- Set exercise A
Return the stretch of the poem commentary from "The attentive reader" through "its unresolvable mystery.", copied word for word.

- Selected excerpt
--------------------------------------------------

The attentive reader will notice that I have completed the thought at the end of the poem that most if not all commentators on this poem leave ambiguous, in their apparent desire to have this poem be simply about death and annihilation. The reason why is simple. On the most basic symbolic level, hemlocks are evergreen trees that never change with the seasons, while peacocks replace their feathers annually. Thus, it’s quite easy to see a contrast between the elegant and artistic peacock and her strange cry signaling a continuation of life and the hemlock (also the name of the elixir which suicided the great philosopher Socrates) signaling the “domination of black” – the constant presence of death in our lives due to its unresolvable mystery.

--------------------------------------------------

(Coordinate annotation entries)
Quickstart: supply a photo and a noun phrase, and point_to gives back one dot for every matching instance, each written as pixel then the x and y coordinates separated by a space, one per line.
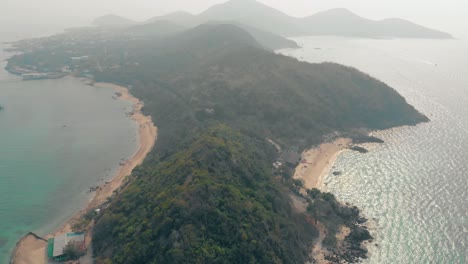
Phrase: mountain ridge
pixel 329 22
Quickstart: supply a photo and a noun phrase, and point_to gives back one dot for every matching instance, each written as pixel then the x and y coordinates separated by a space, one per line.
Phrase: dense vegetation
pixel 207 192
pixel 213 202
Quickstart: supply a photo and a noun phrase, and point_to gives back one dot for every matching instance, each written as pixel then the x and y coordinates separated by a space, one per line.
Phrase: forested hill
pixel 220 74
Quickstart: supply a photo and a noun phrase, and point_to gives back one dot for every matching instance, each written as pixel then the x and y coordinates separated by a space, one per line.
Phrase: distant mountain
pixel 158 28
pixel 268 40
pixel 343 22
pixel 254 14
pixel 208 193
pixel 112 20
pixel 340 22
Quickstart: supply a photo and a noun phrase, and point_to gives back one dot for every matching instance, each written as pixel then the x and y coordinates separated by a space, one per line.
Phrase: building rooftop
pixel 60 242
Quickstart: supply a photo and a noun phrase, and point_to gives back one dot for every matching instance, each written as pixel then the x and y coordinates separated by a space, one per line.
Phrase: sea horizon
pixel 413 187
pixel 56 135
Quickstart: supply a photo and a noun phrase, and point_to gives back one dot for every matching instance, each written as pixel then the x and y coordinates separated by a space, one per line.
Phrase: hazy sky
pixel 447 15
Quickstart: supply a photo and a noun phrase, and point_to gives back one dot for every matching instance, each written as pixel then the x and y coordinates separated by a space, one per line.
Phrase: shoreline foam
pixel 28 249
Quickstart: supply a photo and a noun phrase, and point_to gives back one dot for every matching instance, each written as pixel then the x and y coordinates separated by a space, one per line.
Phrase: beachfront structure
pixel 56 246
pixel 291 157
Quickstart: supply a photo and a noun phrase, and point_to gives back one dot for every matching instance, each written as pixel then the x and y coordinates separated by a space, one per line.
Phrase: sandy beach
pixel 317 163
pixel 30 248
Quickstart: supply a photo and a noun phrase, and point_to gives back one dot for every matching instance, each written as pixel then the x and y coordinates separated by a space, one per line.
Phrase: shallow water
pixel 58 138
pixel 415 185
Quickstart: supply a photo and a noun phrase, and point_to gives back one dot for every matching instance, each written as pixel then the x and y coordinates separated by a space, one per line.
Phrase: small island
pixel 215 187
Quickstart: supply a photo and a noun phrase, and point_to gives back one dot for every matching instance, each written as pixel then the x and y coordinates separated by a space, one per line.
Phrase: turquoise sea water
pixel 415 186
pixel 57 139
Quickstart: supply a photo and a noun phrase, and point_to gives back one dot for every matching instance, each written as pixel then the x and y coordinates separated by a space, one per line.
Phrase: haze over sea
pixel 415 185
pixel 58 138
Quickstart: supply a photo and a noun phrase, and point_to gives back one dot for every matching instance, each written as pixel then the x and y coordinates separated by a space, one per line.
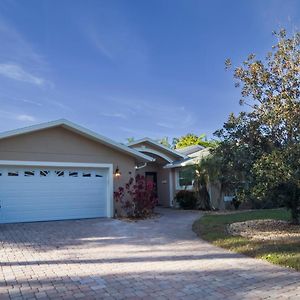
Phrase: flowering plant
pixel 138 198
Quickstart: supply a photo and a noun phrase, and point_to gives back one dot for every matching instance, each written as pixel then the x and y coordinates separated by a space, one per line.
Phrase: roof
pixel 189 161
pixel 80 130
pixel 153 142
pixel 190 149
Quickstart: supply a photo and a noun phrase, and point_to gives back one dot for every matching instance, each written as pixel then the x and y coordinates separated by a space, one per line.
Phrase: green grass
pixel 212 228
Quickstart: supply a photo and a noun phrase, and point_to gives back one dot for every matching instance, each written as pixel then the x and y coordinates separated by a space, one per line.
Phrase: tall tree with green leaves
pixel 260 148
pixel 191 139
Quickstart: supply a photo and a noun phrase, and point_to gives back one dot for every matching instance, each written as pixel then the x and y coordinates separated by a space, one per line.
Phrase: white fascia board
pixel 156 144
pixel 78 129
pixel 54 164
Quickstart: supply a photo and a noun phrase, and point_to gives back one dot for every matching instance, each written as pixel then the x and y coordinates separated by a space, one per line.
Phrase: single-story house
pixel 60 170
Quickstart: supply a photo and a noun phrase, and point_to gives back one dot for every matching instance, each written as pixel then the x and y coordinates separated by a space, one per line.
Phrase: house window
pixel 44 173
pixel 84 174
pixel 28 173
pixel 73 174
pixel 59 173
pixel 185 177
pixel 13 173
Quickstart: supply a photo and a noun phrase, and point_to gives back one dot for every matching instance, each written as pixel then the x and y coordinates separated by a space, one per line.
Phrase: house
pixel 60 170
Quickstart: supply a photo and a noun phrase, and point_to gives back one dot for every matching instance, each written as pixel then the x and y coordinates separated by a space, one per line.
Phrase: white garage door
pixel 50 193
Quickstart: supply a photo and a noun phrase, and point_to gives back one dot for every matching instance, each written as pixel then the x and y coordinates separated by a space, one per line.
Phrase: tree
pixel 191 139
pixel 260 148
pixel 130 139
pixel 165 142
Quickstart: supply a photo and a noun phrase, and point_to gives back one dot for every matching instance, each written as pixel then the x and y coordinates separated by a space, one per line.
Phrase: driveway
pixel 159 258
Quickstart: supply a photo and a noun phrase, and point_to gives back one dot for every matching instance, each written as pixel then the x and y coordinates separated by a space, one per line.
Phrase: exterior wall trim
pixel 109 167
pixel 80 130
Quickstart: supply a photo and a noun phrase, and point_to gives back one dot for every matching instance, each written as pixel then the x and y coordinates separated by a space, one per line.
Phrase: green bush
pixel 186 199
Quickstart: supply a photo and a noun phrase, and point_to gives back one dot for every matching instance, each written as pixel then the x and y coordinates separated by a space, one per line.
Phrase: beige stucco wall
pixel 163 183
pixel 61 145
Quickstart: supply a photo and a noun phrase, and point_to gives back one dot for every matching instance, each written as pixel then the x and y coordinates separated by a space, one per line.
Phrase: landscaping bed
pixel 265 234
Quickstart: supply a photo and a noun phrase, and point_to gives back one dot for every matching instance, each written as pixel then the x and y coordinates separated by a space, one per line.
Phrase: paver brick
pixel 160 258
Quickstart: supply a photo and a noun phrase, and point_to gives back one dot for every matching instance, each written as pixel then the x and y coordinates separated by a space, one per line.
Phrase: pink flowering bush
pixel 138 198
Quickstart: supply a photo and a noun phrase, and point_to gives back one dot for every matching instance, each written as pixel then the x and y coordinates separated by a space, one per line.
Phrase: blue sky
pixel 130 67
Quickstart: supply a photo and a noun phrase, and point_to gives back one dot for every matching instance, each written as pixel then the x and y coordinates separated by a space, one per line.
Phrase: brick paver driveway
pixel 153 259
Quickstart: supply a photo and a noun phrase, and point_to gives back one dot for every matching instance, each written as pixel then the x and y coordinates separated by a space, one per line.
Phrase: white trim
pixel 52 164
pixel 78 129
pixel 110 192
pixel 109 167
pixel 156 144
pixel 148 150
pixel 171 188
pixel 181 187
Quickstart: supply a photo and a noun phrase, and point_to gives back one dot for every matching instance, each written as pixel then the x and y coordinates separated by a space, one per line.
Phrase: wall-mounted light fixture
pixel 117 172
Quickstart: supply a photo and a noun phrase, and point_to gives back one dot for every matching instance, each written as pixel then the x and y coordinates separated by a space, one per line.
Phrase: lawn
pixel 212 228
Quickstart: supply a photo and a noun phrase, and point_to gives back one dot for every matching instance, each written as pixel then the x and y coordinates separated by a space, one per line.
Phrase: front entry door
pixel 152 176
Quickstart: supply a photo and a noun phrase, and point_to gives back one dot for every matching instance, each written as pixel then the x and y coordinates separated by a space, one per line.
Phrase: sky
pixel 131 68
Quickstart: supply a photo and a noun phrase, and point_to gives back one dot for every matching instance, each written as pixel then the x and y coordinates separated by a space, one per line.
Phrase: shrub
pixel 138 198
pixel 186 199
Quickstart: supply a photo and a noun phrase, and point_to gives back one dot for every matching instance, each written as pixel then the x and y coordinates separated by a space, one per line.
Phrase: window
pixel 73 174
pixel 13 173
pixel 44 173
pixel 185 177
pixel 29 173
pixel 59 173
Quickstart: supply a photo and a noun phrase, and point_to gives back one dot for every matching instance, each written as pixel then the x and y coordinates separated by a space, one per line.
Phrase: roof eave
pixel 80 130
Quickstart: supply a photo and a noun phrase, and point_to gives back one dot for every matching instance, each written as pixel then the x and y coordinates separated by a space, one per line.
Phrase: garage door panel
pixel 37 197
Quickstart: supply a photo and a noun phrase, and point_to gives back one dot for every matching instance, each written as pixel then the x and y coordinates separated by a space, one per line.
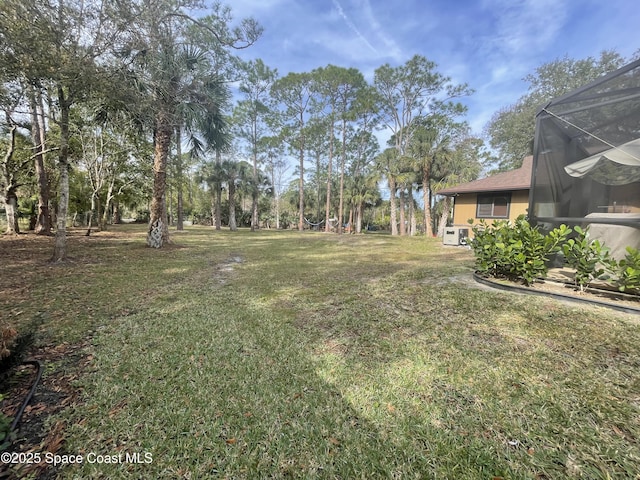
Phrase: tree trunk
pixel 158 226
pixel 105 215
pixel 232 206
pixel 392 204
pixel 327 226
pixel 413 227
pixel 11 208
pixel 116 219
pixel 301 189
pixel 180 206
pixel 254 195
pixel 358 217
pixel 426 195
pixel 43 220
pixel 60 248
pixel 218 196
pixel 91 214
pixel 402 206
pixel 444 217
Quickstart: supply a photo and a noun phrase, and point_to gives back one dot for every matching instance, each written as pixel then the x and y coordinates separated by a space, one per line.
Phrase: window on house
pixel 493 205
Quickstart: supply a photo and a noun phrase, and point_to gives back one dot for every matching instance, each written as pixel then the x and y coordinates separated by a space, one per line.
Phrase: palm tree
pixel 387 165
pixel 237 174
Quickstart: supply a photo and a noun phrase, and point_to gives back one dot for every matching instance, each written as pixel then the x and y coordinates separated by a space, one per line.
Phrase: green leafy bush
pixel 590 258
pixel 517 251
pixel 629 271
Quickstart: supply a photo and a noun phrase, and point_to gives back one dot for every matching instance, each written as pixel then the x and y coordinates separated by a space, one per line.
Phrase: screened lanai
pixel 586 168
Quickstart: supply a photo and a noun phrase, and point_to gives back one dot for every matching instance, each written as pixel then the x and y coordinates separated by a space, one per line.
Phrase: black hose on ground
pixel 27 399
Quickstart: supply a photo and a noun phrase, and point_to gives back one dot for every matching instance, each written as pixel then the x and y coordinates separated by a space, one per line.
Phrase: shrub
pixel 517 251
pixel 590 258
pixel 629 271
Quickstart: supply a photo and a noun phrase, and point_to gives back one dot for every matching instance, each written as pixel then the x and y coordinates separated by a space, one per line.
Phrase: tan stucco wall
pixel 464 208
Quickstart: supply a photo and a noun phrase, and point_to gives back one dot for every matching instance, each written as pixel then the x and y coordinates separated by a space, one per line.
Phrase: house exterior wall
pixel 465 207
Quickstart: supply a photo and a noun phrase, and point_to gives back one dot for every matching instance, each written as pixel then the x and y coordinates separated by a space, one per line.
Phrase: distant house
pixel 503 196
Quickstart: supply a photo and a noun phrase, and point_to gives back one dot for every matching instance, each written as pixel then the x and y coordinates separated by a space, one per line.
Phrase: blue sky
pixel 489 44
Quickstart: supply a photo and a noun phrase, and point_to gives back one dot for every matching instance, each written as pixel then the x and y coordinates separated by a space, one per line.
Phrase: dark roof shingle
pixel 519 179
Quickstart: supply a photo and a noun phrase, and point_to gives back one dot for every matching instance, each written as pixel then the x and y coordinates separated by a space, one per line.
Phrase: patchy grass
pixel 287 355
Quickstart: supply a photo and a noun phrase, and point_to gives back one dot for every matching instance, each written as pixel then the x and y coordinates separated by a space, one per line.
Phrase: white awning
pixel 616 166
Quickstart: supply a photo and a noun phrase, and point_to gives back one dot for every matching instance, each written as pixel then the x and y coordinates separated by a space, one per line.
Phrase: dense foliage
pixel 520 252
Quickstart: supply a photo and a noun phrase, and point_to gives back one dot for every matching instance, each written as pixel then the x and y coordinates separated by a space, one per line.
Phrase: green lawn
pixel 287 355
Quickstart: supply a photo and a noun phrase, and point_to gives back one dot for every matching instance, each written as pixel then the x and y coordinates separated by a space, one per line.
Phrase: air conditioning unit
pixel 455 236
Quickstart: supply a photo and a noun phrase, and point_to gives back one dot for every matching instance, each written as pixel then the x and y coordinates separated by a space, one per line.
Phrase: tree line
pixel 129 105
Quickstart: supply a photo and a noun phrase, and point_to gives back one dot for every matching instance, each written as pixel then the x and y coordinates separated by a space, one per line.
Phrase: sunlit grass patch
pixel 287 355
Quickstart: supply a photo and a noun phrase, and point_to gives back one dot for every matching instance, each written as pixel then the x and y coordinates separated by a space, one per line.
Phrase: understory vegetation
pixel 520 252
pixel 301 355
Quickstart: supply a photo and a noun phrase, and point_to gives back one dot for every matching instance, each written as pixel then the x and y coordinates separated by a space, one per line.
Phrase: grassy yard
pixel 287 355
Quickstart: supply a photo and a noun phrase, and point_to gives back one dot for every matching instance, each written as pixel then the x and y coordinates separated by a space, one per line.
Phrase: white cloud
pixel 351 26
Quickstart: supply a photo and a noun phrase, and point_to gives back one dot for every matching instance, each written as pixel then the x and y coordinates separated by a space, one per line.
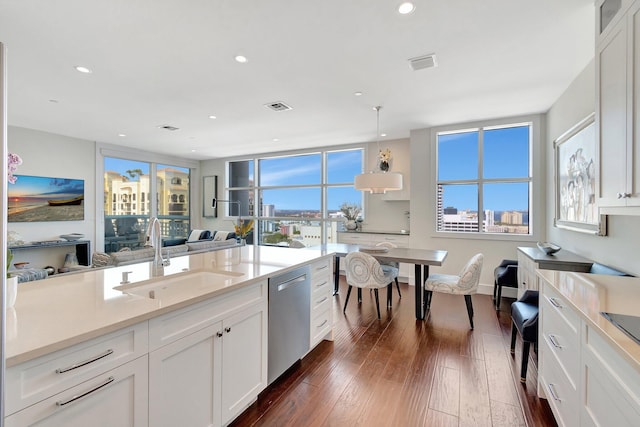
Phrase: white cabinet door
pixel 182 380
pixel 617 115
pixel 116 398
pixel 244 360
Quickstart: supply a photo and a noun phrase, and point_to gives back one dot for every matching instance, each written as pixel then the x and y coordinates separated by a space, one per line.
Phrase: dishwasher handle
pixel 292 282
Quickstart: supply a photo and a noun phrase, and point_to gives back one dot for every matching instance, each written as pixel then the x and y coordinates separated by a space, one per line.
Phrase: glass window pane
pixel 241 173
pixel 125 181
pixel 294 170
pixel 457 208
pixel 343 166
pixel 458 156
pixel 506 152
pixel 173 200
pixel 246 207
pixel 295 233
pixel 294 202
pixel 507 207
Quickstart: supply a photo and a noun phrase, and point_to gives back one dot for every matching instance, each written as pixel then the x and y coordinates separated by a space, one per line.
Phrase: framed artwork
pixel 209 192
pixel 40 199
pixel 576 179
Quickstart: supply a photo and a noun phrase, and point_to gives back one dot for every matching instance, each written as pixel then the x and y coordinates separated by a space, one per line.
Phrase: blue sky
pixel 506 155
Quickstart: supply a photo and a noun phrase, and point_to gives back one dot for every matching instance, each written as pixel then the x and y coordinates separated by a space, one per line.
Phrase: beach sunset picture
pixel 39 199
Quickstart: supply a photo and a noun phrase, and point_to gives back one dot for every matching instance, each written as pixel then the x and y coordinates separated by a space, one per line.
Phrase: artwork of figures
pixel 576 197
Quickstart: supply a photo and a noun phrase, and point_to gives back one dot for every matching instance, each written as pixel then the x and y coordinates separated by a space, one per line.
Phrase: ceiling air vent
pixel 278 106
pixel 422 62
pixel 168 127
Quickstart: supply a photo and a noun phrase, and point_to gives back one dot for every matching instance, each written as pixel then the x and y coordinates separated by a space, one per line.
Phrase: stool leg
pixel 525 361
pixel 467 300
pixel 347 299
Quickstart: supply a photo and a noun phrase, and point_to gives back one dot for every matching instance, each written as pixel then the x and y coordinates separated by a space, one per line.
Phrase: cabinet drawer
pixel 561 395
pixel 32 381
pixel 321 270
pixel 557 304
pixel 321 324
pixel 563 340
pixel 180 323
pixel 117 397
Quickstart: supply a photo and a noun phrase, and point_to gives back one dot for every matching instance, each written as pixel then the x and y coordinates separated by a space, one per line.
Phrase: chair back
pixel 364 271
pixel 470 274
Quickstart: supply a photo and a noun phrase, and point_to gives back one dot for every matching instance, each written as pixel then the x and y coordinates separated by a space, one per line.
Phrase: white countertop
pixel 589 294
pixel 64 310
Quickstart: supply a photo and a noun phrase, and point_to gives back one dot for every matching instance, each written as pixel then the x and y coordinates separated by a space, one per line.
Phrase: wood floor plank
pixel 445 391
pixel 474 394
pixel 398 371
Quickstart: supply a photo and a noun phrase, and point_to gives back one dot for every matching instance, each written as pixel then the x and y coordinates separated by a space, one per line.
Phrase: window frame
pixel 537 202
pixel 326 222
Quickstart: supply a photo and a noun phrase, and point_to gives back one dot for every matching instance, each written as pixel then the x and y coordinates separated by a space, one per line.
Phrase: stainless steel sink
pixel 183 285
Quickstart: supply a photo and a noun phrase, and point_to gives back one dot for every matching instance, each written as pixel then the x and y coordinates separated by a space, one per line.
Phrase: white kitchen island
pixel 190 346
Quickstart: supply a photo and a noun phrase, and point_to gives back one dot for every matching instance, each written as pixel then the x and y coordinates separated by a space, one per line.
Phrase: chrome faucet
pixel 154 239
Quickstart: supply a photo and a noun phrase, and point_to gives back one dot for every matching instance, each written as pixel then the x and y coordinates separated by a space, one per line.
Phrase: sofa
pixel 178 248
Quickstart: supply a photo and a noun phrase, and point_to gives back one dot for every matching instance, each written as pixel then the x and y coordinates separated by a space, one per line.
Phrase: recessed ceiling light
pixel 82 69
pixel 406 8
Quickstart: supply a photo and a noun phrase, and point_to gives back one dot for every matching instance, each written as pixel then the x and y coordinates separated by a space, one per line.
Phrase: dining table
pixel 421 258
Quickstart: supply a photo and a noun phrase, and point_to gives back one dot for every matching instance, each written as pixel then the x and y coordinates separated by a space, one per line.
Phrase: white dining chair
pixel 364 271
pixel 466 283
pixel 393 264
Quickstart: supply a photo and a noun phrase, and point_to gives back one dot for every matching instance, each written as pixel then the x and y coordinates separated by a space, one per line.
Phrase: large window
pixel 128 205
pixel 484 180
pixel 295 198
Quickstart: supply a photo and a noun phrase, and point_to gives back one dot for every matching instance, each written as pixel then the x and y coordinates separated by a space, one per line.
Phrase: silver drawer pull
pixel 552 392
pixel 86 362
pixel 554 341
pixel 86 393
pixel 555 302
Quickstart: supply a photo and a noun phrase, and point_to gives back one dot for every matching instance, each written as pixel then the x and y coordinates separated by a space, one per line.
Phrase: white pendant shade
pixel 378 182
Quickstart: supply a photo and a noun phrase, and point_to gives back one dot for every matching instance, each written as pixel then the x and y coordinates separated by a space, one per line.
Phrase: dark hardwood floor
pixel 398 371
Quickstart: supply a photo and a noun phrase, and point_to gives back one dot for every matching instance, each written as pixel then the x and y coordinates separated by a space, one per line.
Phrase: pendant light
pixel 378 181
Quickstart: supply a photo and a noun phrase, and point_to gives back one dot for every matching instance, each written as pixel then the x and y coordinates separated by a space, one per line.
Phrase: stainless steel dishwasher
pixel 289 311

--------------------------------------------------

- Set exercise B
Retype the stretch of the records from their very start through the line containing "pixel 329 22", including that line, word for word. Leave the pictures out.

- Expected answer A
The attentive reader will notice that I have completed the thought at the end of the poem that most if not all commentators on this poem leave ambiguous, in their apparent desire to have this poem be simply about death and annihilation. The reason why is simple. On the most basic symbolic level, hemlocks are evergreen trees that never change with the seasons, while peacocks replace their feathers annually. Thus, it’s quite easy to see a contrast between the elegant and artistic peacock and her strange cry signaling a continuation of life and the hemlock (also the name of the elixir which suicided the great philosopher Socrates) signaling the “domination of black” – the constant presence of death in our lives due to its unresolvable mystery.

- Expected answer B
Quickstart: supply a photo and a noun phrase, and point_to gives back one dot for every matching instance, each written as pixel then the x and y coordinates separated by a space, one per line.
Phrase: mountain ridge
pixel 329 22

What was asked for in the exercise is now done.